WRITTEN PROBLEM ▸ Update the items below by replacing "formatting every record like this sample" with "following the format of this sample" wherever it occurs, leaving every other line unchanged.

INFORMATION SUPPLIED ▸
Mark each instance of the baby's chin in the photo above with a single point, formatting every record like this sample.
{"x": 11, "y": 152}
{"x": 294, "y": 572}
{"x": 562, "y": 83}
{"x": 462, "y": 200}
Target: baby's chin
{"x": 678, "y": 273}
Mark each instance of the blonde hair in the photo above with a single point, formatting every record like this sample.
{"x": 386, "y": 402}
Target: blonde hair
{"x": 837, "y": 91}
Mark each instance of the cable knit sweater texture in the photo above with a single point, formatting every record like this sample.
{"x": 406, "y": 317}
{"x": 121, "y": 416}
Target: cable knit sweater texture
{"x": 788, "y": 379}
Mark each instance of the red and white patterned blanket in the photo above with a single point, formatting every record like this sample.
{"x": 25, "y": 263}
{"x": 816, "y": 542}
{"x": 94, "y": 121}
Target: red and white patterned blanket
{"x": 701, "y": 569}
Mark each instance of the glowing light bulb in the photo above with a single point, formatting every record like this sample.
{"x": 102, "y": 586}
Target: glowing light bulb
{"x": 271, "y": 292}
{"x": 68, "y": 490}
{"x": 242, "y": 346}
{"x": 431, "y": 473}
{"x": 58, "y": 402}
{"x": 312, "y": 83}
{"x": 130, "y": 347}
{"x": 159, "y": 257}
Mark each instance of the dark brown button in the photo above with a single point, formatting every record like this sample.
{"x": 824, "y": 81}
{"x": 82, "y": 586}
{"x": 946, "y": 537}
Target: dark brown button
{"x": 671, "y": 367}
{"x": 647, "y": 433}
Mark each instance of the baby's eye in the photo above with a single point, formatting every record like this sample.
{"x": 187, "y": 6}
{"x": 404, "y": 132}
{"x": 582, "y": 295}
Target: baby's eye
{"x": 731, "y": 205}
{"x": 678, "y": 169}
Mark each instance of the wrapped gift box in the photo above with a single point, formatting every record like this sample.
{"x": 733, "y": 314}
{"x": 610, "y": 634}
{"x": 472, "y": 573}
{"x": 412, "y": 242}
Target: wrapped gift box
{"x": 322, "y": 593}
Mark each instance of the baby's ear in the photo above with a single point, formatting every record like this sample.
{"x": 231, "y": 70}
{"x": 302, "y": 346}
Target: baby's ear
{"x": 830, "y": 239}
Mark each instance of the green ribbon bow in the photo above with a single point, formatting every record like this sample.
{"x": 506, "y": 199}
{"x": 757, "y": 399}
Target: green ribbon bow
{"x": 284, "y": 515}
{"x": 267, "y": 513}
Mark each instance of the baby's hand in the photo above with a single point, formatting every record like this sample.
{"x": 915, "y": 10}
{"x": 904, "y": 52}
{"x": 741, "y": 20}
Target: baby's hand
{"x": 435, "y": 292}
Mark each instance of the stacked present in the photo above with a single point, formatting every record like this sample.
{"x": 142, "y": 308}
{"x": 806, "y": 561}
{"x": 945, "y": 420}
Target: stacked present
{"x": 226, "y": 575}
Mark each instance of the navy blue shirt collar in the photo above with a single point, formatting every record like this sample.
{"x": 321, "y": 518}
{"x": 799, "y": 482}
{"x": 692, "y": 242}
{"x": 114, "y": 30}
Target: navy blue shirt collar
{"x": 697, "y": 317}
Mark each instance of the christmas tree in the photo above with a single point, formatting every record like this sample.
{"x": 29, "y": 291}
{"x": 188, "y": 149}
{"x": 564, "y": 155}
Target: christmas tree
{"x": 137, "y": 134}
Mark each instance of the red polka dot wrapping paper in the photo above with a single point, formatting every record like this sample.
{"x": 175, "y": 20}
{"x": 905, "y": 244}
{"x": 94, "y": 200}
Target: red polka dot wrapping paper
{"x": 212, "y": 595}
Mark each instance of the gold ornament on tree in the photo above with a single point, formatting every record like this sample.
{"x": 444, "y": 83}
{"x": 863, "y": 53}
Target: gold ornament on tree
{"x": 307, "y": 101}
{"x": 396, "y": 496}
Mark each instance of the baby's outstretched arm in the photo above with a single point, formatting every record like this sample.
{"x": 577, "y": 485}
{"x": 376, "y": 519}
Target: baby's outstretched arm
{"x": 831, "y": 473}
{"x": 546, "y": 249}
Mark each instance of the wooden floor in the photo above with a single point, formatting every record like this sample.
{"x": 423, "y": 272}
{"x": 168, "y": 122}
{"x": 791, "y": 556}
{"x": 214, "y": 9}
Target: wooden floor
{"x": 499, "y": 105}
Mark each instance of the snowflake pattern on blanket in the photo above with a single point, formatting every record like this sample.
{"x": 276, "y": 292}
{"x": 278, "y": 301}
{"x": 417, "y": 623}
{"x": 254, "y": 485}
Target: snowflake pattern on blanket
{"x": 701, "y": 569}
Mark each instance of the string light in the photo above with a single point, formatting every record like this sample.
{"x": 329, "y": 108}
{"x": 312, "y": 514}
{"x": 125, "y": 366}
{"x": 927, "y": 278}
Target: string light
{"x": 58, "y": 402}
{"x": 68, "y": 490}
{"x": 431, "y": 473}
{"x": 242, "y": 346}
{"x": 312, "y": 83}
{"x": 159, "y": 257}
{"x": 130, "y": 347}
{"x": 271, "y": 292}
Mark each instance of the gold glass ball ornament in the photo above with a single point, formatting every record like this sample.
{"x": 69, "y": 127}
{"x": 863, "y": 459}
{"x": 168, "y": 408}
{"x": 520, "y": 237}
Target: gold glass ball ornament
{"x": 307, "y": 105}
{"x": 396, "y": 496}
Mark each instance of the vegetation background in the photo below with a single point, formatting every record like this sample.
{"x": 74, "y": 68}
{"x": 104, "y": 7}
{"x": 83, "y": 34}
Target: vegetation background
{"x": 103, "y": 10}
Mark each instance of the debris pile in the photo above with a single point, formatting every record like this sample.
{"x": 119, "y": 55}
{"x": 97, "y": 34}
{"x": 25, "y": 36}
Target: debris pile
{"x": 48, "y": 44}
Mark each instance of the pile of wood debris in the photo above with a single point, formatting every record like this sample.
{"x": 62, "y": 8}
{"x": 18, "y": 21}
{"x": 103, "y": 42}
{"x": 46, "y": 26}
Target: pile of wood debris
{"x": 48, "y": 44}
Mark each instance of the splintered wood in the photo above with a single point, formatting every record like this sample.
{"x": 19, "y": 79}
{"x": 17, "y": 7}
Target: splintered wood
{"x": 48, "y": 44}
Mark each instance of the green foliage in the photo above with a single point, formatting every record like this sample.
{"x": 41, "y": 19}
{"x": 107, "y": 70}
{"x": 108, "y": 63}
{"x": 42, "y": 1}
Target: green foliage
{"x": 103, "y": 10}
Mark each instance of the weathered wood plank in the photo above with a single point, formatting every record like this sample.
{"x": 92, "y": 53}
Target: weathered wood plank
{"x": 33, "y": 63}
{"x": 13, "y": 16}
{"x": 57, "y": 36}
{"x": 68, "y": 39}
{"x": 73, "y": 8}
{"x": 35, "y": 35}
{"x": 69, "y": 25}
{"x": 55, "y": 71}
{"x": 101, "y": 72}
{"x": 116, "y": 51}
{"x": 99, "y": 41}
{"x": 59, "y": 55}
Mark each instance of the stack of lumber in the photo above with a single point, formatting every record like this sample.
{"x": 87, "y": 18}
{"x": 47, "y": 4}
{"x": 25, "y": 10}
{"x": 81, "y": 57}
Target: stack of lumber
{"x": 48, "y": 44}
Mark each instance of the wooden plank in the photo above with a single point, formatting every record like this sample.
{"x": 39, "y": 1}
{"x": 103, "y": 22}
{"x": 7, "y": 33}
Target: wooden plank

EXERCISE SOLUTION ▸
Mark each instance of the baby's chin in the photo above with a single point, following the format of this sample.
{"x": 11, "y": 152}
{"x": 294, "y": 572}
{"x": 562, "y": 83}
{"x": 462, "y": 200}
Target: baby's chin
{"x": 678, "y": 273}
Mark each instance of the blonde hair in the photo above with a single point, following the format of this sample.
{"x": 386, "y": 402}
Target: blonde hair
{"x": 837, "y": 91}
Mark each instance of the cable knit sweater texture in the photo above with a single point, following the format of this sample.
{"x": 406, "y": 317}
{"x": 121, "y": 416}
Target: cable knit sweater texture
{"x": 788, "y": 379}
Mark each instance of the red and white patterned blanket in the photo above with a single point, following the format of this sample.
{"x": 25, "y": 263}
{"x": 816, "y": 542}
{"x": 94, "y": 121}
Target: red and white patterned blanket
{"x": 701, "y": 569}
Mark each instance of the glowing light bulb in the photo above with a single point, following the format of this sample.
{"x": 102, "y": 586}
Target: glowing light bulb
{"x": 271, "y": 292}
{"x": 68, "y": 490}
{"x": 242, "y": 346}
{"x": 431, "y": 473}
{"x": 58, "y": 402}
{"x": 312, "y": 83}
{"x": 130, "y": 347}
{"x": 159, "y": 257}
Mark each instance of the dark brown button in the photo above with a single point, following the format of this sample.
{"x": 824, "y": 81}
{"x": 82, "y": 586}
{"x": 946, "y": 537}
Target: dark brown button
{"x": 671, "y": 367}
{"x": 647, "y": 433}
Mark each instance of the baby's eye in the photo above with a single point, following the format of this sample.
{"x": 187, "y": 6}
{"x": 404, "y": 132}
{"x": 582, "y": 295}
Target: baby's eye
{"x": 731, "y": 205}
{"x": 678, "y": 169}
Mark each instance of the wrapped gift box in the photo above with a single point, following the format of this sample.
{"x": 733, "y": 314}
{"x": 610, "y": 634}
{"x": 472, "y": 573}
{"x": 412, "y": 242}
Target: wrapped gift box
{"x": 322, "y": 593}
Mark each instance of the baby's ear in the photo above with a single point, following the format of this sample.
{"x": 231, "y": 70}
{"x": 302, "y": 346}
Target: baby's ear
{"x": 830, "y": 239}
Mark each instance of the green ribbon bow in the photo above with a single point, following the format of this sample.
{"x": 506, "y": 199}
{"x": 757, "y": 399}
Target: green ribbon bow
{"x": 284, "y": 515}
{"x": 267, "y": 513}
Mark each instance of the baby's hand in the photo above with a single point, following the format of this sample.
{"x": 915, "y": 10}
{"x": 904, "y": 52}
{"x": 741, "y": 20}
Target: baby's hand
{"x": 435, "y": 292}
Mark each instance of the stacked present in the photo above with a single point, following the format of this sample.
{"x": 142, "y": 308}
{"x": 806, "y": 561}
{"x": 945, "y": 420}
Target: stacked present
{"x": 226, "y": 575}
Mark each instance of the navy blue shirt collar in the photo above with a single point, following the format of this sample.
{"x": 321, "y": 518}
{"x": 799, "y": 482}
{"x": 692, "y": 242}
{"x": 114, "y": 30}
Target: navy blue shirt collar
{"x": 697, "y": 317}
Mark each instance of the christmas tree in the photo above with a single point, following the format of this sample.
{"x": 29, "y": 291}
{"x": 188, "y": 149}
{"x": 564, "y": 155}
Target: christmas tree
{"x": 137, "y": 134}
Mark each instance of the red polka dot wrapping paper in the photo above with a single point, following the format of this sample.
{"x": 175, "y": 20}
{"x": 905, "y": 244}
{"x": 94, "y": 200}
Target: red polka dot wrapping paper
{"x": 212, "y": 595}
Mark each instance of the gold ornament on tree in the photo above with a single point, following the format of this sample.
{"x": 444, "y": 83}
{"x": 863, "y": 53}
Target: gold ornament on tree
{"x": 307, "y": 101}
{"x": 396, "y": 496}
Mark each instance of the baby's outstretched arm in the photo above with a single point, following the format of this sample.
{"x": 577, "y": 485}
{"x": 376, "y": 519}
Target: baby's outstretched arm
{"x": 831, "y": 473}
{"x": 546, "y": 249}
Mark each instance of the wooden floor in the photo above with a single point, following the format of this sample.
{"x": 423, "y": 272}
{"x": 168, "y": 122}
{"x": 791, "y": 556}
{"x": 214, "y": 9}
Target: wooden floor
{"x": 499, "y": 105}
Mark each instance of the snowflake pattern on blanket in the photo above with a single point, following the format of this sample.
{"x": 276, "y": 292}
{"x": 278, "y": 301}
{"x": 417, "y": 623}
{"x": 254, "y": 485}
Target: snowflake pattern on blanket
{"x": 701, "y": 569}
Mark each instance of the string light in the photo above with a single point, following the format of this sample.
{"x": 329, "y": 108}
{"x": 312, "y": 514}
{"x": 125, "y": 366}
{"x": 927, "y": 278}
Target: string light
{"x": 58, "y": 402}
{"x": 68, "y": 490}
{"x": 431, "y": 473}
{"x": 242, "y": 346}
{"x": 312, "y": 83}
{"x": 159, "y": 257}
{"x": 130, "y": 347}
{"x": 271, "y": 292}
Mark each instance of the gold glass ball ornament in the photo above with a single point, following the format of this sample.
{"x": 69, "y": 127}
{"x": 863, "y": 459}
{"x": 168, "y": 408}
{"x": 520, "y": 237}
Target: gold glass ball ornament
{"x": 307, "y": 105}
{"x": 396, "y": 496}
Mark each instance of the vegetation background in the photo below with a single point, following the format of this sample.
{"x": 74, "y": 68}
{"x": 104, "y": 7}
{"x": 83, "y": 34}
Target: vegetation background
{"x": 103, "y": 10}
Mark each instance of the debris pile in the photo above with a single point, following the format of this sample.
{"x": 119, "y": 55}
{"x": 97, "y": 34}
{"x": 25, "y": 36}
Target: debris pile
{"x": 48, "y": 44}
Mark each instance of the pile of wood debris in the photo above with a single point, following the format of this sample.
{"x": 62, "y": 8}
{"x": 18, "y": 21}
{"x": 103, "y": 42}
{"x": 46, "y": 26}
Target: pile of wood debris
{"x": 48, "y": 44}
Mark each instance of the splintered wood in the photo above with a single point, following the format of this sample.
{"x": 19, "y": 79}
{"x": 17, "y": 7}
Target: splintered wood
{"x": 48, "y": 44}
Mark each instance of the green foliage in the photo above with a single point, following the format of this sample.
{"x": 41, "y": 19}
{"x": 107, "y": 70}
{"x": 108, "y": 63}
{"x": 42, "y": 1}
Target: green foliage
{"x": 103, "y": 10}
Mark each instance of the weathered wood plank in the photo above with a single point, following the format of this sample.
{"x": 92, "y": 53}
Target: weathered wood plank
{"x": 33, "y": 63}
{"x": 13, "y": 16}
{"x": 57, "y": 36}
{"x": 68, "y": 39}
{"x": 73, "y": 8}
{"x": 35, "y": 35}
{"x": 69, "y": 25}
{"x": 55, "y": 71}
{"x": 101, "y": 72}
{"x": 116, "y": 51}
{"x": 99, "y": 41}
{"x": 59, "y": 55}
Mark each instance of the stack of lumber in the photo above with a single point, following the format of this sample.
{"x": 87, "y": 18}
{"x": 47, "y": 4}
{"x": 25, "y": 10}
{"x": 81, "y": 57}
Target: stack of lumber
{"x": 48, "y": 44}
Mark each instance of the wooden plank in the photo above with a single point, following the format of this sample.
{"x": 39, "y": 1}
{"x": 103, "y": 22}
{"x": 7, "y": 33}
Target: wooden plank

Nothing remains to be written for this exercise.